Le tue istruzioni
Per favore, prosegui l'intervista sulla fotografia riportata più sotto, riprendendo subito dopo la sua ultima frase.

Estratto
——

Tecnologia e fotografia sono sempre andate di pari passo. Ci sono tecnologie che rappresentano dei grandi salti da un punto di vista dell’evoluzione dello strumento, come quello dall’ analogico al digitale; il cambiamento non è stato tanto nel modo in cui veniva percepita l’immagine quanto nel processo di costruzione della foto: la possibilità di scattare più spesso, con macchine più tolleranti a esposizioni diverse all’interno del fotogramma. Nello stesso tempo anche la velocità di produzione è cambiato poiché la pellicola ha tutta una serie di procedure per lo sviluppo, provini a contatto, stampa analogica, la scansione del negativo; il digitale permette di passare direttamente dalla macchina fotografica al computer. L’intelligenza artificiale è un nuovo modo per costruire l’immagine ma non è fotografia, sebbene in alcuni ambiti industriali la sostituirà completamente.
Tornando al nostro Calendario, c’è uno scatto che è rimasto fuori dalla selezione ma al quale sei particolarmente affezionato?
Anche se la selezione delle foto mi ha visto molto contento, ce n’è uno in particolare a cui sono legato dal punto di vista estetico, ovvero uno scatto che riprende il lancio dei cappelli al termine di un giuramento alla scuola di polizia di Peschiera del Garda. Per realizzare quella foto mi sono dovuto distendere a terra tra le gambe dei poliziotti. Anche se pensavo che quel fotogramma sarebbe stato scelto scelto, è comunque bello condividere la selezione con delle persone che possono avere punti di vista diversi dei tuoi.

——

Estratti dei record
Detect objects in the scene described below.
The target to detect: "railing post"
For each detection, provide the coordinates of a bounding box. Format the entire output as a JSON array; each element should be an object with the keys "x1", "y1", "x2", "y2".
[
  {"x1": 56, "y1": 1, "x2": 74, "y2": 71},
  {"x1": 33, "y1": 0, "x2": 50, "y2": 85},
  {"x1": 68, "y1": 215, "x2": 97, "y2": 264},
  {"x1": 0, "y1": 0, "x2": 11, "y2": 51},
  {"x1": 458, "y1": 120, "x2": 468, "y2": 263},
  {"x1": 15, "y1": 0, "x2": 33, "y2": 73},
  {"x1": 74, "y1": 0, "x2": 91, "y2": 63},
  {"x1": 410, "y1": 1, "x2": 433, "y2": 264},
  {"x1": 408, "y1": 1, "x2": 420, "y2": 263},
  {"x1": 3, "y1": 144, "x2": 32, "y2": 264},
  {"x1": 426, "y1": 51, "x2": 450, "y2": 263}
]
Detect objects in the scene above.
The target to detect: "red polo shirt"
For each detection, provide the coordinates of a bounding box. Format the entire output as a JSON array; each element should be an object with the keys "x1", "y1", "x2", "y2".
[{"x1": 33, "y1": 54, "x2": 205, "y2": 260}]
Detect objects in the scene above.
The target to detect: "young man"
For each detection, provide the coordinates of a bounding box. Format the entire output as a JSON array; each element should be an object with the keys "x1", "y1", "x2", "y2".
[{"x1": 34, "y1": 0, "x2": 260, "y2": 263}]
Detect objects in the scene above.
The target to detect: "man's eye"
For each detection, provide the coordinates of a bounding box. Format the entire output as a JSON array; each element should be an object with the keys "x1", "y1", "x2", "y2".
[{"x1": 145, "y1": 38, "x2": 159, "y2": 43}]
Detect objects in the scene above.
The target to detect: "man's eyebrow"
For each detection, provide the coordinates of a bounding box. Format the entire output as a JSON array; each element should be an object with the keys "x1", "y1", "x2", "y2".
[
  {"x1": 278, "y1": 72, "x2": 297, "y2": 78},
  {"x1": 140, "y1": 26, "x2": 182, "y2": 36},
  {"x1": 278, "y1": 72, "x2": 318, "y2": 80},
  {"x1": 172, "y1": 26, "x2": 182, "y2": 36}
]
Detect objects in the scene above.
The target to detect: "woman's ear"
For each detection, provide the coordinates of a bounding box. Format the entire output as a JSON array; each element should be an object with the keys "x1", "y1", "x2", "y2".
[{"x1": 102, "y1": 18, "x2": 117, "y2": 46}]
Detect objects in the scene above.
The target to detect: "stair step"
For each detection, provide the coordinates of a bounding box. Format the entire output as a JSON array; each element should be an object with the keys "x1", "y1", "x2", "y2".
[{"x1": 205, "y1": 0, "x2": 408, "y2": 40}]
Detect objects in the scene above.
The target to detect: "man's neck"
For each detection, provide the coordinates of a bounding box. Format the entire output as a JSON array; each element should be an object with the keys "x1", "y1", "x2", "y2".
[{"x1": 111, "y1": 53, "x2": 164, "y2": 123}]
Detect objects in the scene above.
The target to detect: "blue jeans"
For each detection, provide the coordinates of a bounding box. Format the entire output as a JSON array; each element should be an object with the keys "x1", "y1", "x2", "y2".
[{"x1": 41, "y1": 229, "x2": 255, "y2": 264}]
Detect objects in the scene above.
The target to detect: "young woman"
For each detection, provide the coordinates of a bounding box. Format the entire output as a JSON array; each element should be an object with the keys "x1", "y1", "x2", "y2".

——

Risultato
C’è qualcosa che ti ha colpito in particolare di questa esperienza?
Una cosa che mi ha divertito e sorpreso è stata trovare tra i poliziotti tanti appassionati di fotografia: alcuni mi chiedevano informazioni tecniche sulle macchine, altri conoscevano già il mio lavoro. Ho riscontrato tanta passione per questa disciplina e con molte di queste persone siamo rimasti in contatto. Un altro aspetto fondamentale è stata poi la grande collaborazione con il settore fotografico della Polizia di Stato. Il poliziotto fotografo da cui sono stato affiancato in questo lavoro, Valerio Giannetti, spesso è riuscito ad anticipare quelle che erano le mie necessità, a volte anche facendo quello che molti temono di fare, ovvero suggerire un’inquadratura. Per me invece questo significa “aiutare a vedere meglio”. È stato un supporto senza il quale, sono sicuro, il Calendario 2025 non sarebbe stata la stessa cosa.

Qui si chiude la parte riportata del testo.